■ DATA ■
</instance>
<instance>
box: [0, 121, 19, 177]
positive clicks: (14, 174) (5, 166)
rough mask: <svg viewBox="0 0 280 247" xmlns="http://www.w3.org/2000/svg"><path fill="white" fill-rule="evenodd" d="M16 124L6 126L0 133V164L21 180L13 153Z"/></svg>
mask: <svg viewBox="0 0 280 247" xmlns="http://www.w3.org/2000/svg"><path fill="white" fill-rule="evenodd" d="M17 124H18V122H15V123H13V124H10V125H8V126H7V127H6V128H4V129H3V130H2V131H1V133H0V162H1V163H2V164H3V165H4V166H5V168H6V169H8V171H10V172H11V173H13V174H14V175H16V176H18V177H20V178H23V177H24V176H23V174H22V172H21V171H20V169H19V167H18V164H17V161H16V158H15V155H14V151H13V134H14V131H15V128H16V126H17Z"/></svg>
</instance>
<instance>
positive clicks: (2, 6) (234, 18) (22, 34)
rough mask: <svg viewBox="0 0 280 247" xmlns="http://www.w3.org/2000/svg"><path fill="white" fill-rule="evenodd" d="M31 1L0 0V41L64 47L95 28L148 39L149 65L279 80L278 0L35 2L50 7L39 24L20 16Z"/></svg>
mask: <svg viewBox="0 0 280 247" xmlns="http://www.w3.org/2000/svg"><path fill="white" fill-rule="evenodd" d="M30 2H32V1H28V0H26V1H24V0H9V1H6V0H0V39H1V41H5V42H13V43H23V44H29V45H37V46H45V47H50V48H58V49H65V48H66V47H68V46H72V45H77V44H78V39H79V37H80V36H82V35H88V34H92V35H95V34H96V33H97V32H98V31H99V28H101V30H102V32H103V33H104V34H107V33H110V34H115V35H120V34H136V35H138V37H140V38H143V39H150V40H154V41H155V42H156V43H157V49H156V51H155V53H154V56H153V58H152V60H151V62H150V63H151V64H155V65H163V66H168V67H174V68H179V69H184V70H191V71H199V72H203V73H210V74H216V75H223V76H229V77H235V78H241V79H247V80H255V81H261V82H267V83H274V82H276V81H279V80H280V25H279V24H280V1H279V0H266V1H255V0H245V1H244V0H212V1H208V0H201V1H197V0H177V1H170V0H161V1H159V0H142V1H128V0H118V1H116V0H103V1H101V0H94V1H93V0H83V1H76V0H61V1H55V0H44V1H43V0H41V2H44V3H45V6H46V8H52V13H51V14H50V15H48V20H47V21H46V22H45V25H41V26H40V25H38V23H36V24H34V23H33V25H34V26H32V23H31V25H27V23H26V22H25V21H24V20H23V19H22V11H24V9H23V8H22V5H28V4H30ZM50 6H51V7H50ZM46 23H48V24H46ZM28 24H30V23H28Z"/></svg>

■ DESCRIPTION OF THE TASK ■
Restate every entry above exactly as it stands.

■ RESULT OF THE EXERCISE ■
</instance>
<instance>
box: [0, 121, 19, 177]
positive clicks: (14, 174) (5, 166)
rough mask: <svg viewBox="0 0 280 247" xmlns="http://www.w3.org/2000/svg"><path fill="white" fill-rule="evenodd" d="M16 124L6 126L0 133V164L21 180L13 153Z"/></svg>
mask: <svg viewBox="0 0 280 247" xmlns="http://www.w3.org/2000/svg"><path fill="white" fill-rule="evenodd" d="M17 124H18V122H15V123H13V124H10V125H8V126H7V127H6V128H4V129H3V130H2V131H1V133H0V162H1V163H2V164H3V165H4V166H5V168H6V169H8V171H10V172H11V173H13V174H14V175H16V176H18V177H20V178H23V177H24V176H23V174H22V172H21V171H20V169H19V167H18V164H17V161H16V158H15V155H14V151H13V134H14V131H15V128H16V126H17Z"/></svg>
</instance>
<instance>
positive clicks: (2, 6) (234, 18) (22, 34)
rough mask: <svg viewBox="0 0 280 247" xmlns="http://www.w3.org/2000/svg"><path fill="white" fill-rule="evenodd" d="M31 1L0 0V41L64 47L95 28L148 39L149 65L279 80L278 0L35 2L50 7L39 24L20 16Z"/></svg>
mask: <svg viewBox="0 0 280 247" xmlns="http://www.w3.org/2000/svg"><path fill="white" fill-rule="evenodd" d="M30 2H32V1H28V0H26V1H24V0H9V1H6V0H0V39H1V41H5V42H13V43H23V44H29V45H37V46H45V47H50V48H58V49H65V48H66V47H68V46H72V45H77V44H78V39H79V37H80V36H82V35H88V34H92V35H95V34H96V33H97V32H98V31H99V28H101V30H102V32H103V33H104V34H107V33H110V34H115V35H120V34H136V35H138V37H140V38H143V39H150V40H154V41H155V42H156V43H157V49H156V51H155V53H154V56H153V58H152V60H151V62H150V63H151V64H155V65H163V66H168V67H174V68H179V69H184V70H191V71H199V72H203V73H210V74H216V75H223V76H229V77H235V78H241V79H247V80H255V81H261V82H267V83H274V82H276V81H279V80H280V25H279V24H280V1H279V0H266V1H255V0H245V1H244V0H212V1H208V0H201V1H197V0H177V1H170V0H161V1H159V0H142V1H128V0H118V1H116V0H103V1H101V0H94V1H93V0H83V1H76V0H61V1H55V0H44V1H43V0H41V2H44V3H45V6H46V8H52V13H51V14H50V15H48V20H47V21H46V22H45V25H41V26H40V25H38V23H36V24H34V23H33V25H34V26H32V23H31V25H27V23H26V22H25V21H24V20H23V19H22V11H24V9H23V8H22V5H28V4H30ZM50 6H51V7H50ZM46 23H48V24H46ZM28 24H30V23H28Z"/></svg>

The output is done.